• **TASK OBJECTIVE**: Word for word, repeat the lines of the records from the one containing "One dot per instance of the black shoulder" through the last line, both included.

Records drawn from a dataset

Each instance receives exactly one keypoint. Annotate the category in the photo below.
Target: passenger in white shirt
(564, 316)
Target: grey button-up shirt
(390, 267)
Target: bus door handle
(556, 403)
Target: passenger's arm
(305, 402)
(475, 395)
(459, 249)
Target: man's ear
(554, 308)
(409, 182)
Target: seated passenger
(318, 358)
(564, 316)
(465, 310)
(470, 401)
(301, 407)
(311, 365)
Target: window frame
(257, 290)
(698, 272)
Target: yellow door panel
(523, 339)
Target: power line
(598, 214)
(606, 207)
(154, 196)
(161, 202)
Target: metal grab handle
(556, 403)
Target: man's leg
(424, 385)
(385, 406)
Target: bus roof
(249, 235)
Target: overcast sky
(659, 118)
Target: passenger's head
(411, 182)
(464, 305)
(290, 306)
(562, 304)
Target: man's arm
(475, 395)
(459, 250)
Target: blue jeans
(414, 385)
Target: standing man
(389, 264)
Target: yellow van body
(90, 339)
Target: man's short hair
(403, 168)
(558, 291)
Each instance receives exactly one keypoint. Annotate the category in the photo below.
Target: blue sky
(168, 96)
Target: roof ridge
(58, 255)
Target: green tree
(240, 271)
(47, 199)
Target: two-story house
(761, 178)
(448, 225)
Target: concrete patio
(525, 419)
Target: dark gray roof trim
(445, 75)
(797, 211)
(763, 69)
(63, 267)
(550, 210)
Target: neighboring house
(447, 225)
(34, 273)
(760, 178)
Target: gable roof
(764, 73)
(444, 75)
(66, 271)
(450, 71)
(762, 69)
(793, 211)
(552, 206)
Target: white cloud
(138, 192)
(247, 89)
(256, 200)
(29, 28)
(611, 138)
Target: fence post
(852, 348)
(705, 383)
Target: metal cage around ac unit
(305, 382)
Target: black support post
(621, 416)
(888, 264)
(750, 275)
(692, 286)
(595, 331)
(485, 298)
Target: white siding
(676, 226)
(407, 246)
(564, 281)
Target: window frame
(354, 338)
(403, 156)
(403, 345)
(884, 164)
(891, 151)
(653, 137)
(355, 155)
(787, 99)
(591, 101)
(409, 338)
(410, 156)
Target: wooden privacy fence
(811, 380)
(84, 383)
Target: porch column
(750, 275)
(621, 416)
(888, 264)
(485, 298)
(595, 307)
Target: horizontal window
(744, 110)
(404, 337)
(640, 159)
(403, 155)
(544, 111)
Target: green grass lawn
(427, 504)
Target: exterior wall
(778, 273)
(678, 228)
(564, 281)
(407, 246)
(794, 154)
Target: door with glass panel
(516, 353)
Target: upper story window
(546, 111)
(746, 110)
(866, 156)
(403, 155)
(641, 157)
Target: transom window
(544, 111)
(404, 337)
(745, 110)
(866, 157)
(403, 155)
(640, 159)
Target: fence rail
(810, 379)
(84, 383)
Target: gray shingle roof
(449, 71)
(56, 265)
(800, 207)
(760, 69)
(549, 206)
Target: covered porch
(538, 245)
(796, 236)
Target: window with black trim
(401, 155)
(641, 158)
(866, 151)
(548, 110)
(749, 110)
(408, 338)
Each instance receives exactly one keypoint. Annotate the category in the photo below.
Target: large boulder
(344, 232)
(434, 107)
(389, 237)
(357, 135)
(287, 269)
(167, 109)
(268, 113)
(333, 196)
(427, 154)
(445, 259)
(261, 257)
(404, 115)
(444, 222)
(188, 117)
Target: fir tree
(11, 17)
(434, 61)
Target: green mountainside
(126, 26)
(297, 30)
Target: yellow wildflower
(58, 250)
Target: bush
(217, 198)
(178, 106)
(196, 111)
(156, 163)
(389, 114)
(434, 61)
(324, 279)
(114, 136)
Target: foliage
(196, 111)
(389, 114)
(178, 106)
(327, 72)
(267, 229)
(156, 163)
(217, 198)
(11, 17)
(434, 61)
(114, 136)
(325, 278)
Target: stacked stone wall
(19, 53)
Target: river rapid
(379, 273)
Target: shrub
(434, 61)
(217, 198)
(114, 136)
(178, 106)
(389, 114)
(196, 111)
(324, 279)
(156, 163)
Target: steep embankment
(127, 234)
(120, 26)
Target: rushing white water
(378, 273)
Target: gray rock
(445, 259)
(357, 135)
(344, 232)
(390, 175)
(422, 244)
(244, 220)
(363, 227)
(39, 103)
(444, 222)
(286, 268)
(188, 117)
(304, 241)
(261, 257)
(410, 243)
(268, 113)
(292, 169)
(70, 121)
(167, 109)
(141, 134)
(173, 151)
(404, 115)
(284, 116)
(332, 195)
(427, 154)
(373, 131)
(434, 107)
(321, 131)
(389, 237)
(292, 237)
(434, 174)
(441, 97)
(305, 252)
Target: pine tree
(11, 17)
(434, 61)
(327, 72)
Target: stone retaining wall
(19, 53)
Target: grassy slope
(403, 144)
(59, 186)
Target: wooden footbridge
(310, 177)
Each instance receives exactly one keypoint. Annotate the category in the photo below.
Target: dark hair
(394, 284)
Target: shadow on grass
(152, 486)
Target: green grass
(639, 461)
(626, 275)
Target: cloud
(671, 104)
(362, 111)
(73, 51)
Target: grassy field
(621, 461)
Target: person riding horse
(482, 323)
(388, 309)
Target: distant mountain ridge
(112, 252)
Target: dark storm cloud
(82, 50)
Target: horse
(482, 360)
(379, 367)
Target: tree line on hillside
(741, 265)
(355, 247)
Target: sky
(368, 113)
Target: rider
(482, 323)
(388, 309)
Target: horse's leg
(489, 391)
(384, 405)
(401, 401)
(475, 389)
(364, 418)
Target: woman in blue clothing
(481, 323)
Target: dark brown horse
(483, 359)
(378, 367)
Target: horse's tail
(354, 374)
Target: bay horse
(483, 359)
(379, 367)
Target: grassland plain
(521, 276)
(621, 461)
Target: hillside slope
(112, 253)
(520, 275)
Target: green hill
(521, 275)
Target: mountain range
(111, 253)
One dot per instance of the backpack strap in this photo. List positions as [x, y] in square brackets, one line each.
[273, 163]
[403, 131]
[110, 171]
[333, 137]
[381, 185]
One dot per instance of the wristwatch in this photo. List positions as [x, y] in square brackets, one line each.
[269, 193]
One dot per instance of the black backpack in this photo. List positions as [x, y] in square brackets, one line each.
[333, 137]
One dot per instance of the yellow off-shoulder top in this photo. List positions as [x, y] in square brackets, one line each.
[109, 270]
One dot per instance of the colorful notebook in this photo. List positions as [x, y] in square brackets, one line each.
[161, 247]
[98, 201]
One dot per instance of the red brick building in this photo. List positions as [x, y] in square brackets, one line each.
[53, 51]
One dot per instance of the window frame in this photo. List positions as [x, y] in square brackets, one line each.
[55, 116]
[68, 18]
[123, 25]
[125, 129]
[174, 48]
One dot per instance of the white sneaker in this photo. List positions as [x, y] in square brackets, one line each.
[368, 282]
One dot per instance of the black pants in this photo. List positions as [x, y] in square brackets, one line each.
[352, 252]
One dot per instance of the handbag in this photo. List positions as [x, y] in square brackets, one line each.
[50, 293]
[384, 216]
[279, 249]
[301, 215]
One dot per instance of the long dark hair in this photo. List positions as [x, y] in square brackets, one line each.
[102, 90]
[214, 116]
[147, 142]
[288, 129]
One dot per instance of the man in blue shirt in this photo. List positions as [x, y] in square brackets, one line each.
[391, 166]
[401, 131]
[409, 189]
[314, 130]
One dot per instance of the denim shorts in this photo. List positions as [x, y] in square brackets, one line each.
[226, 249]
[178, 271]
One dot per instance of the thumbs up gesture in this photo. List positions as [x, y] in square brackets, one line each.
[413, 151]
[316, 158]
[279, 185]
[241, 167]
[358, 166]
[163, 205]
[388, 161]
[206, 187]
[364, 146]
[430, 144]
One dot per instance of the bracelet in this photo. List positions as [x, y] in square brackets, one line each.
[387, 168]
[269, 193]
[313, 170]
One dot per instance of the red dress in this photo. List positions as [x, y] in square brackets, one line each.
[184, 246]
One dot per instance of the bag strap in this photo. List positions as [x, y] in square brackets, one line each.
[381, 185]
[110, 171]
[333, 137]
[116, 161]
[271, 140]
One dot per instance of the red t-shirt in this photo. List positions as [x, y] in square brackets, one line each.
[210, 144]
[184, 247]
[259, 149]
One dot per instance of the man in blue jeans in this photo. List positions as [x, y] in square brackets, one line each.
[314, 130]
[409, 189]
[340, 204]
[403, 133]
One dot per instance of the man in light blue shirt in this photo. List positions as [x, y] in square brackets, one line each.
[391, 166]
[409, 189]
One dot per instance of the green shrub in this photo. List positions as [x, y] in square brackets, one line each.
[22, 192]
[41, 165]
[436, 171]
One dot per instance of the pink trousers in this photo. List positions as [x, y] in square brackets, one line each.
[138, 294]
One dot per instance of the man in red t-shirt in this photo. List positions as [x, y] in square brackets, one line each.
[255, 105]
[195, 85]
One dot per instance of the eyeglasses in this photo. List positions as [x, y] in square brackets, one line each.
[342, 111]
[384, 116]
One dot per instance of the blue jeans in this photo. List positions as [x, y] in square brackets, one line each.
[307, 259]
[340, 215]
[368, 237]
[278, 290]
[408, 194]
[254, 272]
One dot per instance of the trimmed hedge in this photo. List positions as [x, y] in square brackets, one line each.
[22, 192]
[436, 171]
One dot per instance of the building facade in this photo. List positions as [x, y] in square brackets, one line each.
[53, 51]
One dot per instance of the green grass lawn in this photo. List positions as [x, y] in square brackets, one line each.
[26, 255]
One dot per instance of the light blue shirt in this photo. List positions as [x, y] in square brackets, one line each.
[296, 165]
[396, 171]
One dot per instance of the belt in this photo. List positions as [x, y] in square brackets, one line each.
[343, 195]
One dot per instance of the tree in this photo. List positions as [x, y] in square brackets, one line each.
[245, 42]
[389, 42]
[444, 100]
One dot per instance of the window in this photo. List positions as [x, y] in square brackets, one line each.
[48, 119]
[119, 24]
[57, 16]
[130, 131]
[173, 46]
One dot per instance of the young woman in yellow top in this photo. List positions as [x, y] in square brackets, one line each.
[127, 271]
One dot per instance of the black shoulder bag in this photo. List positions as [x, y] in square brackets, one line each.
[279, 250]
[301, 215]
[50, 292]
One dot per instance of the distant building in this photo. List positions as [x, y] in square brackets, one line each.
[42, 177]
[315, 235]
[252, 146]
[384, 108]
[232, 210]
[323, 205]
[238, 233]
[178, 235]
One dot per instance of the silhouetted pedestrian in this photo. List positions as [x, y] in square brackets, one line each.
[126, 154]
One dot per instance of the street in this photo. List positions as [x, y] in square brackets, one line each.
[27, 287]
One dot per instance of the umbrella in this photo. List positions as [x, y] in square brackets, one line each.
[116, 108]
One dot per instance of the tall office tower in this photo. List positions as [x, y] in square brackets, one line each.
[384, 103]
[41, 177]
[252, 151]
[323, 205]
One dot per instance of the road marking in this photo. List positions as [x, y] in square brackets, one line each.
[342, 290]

• **TASK RESPONSE**:
One dot per instance of the black shoulder bag in this photo. List positions as [x, y] in square brackets, one line each.
[279, 250]
[301, 215]
[50, 292]
One dot per instance of the distant building in this photo. List positions as [x, y] in square brackets, one line each.
[42, 177]
[315, 235]
[252, 146]
[384, 108]
[232, 210]
[323, 205]
[238, 233]
[178, 235]
One dot per instance of the silhouetted pedestrian in this photo. List positions as [x, y] in square brackets, one line each.
[126, 154]
One dot per instance of the street in this photo. List positions as [x, y] in square brackets, one line each.
[27, 287]
One dot per instance of the umbrella in this photo. List positions as [x, y] in square brackets, one line each.
[116, 108]
One dot per instance of the tall office tower in this photo. List positions as [x, y] in square brackets, one line each.
[384, 103]
[41, 177]
[252, 151]
[323, 205]
One dot per instance of the road marking in this photo. List positions as [x, y] in square brackets, one line each.
[342, 290]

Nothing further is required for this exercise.